* Aim of the exercise
Gather every line from the entries below that contains the word "orange" and reproduce each such line in full.
- - - -
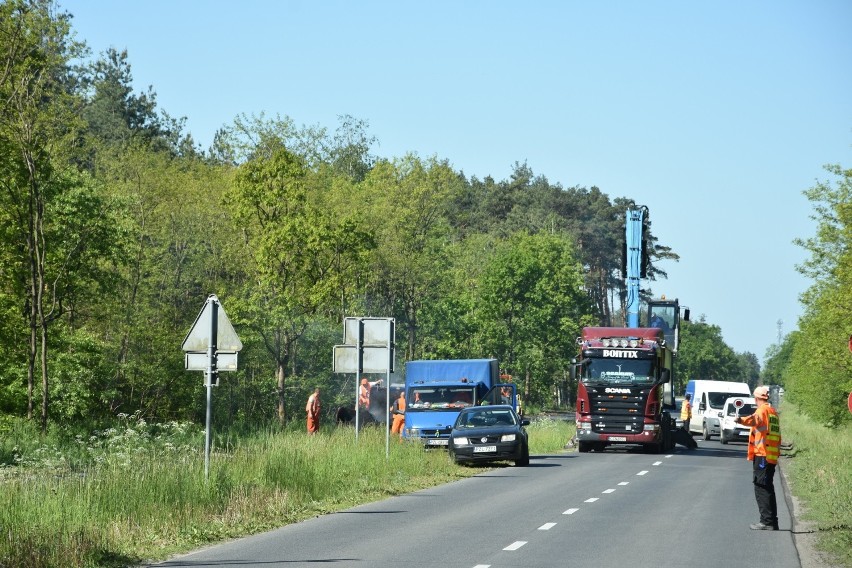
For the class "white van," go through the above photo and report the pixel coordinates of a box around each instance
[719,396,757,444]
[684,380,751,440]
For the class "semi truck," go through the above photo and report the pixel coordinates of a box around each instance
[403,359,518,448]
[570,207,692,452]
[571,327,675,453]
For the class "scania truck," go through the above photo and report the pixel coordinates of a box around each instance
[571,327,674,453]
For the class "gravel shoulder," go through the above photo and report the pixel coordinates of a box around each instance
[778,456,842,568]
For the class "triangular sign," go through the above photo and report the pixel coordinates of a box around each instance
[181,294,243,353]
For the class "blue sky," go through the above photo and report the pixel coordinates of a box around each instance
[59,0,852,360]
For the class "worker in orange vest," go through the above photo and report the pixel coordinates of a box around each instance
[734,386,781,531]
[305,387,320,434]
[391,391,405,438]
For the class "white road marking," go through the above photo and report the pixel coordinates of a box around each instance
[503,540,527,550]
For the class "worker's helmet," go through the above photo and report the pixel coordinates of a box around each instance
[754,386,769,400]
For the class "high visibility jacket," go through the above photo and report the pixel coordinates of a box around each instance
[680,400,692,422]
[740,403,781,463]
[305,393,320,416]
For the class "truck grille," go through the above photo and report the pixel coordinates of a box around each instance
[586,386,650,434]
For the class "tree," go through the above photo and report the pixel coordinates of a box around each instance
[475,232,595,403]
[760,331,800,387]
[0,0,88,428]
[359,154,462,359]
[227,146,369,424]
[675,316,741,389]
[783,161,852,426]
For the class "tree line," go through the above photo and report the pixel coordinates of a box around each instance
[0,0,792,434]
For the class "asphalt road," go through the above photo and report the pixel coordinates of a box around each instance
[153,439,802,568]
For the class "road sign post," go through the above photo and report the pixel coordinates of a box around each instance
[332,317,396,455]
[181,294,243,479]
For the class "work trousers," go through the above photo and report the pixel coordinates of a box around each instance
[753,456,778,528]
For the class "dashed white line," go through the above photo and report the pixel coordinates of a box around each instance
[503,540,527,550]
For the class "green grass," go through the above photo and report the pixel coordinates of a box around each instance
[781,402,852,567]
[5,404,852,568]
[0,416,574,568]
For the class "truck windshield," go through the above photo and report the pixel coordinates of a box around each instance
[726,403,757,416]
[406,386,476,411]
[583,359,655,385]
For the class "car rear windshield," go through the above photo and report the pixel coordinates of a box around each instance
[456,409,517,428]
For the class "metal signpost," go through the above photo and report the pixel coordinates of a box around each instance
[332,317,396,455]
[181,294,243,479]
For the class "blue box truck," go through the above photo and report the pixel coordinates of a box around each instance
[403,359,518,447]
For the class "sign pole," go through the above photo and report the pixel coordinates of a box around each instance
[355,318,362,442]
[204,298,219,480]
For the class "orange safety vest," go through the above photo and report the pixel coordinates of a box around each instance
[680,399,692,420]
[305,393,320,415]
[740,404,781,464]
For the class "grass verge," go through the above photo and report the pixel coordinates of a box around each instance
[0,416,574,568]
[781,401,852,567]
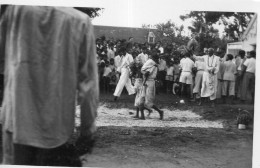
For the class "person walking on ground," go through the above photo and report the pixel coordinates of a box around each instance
- - - -
* Complete response
For the class "worker in orange vest," go through the above photo and report the pixel coordinates of a box around each instance
For the class "orange safety vest," go through the above photo and report the pixel coordinates of a box around each instance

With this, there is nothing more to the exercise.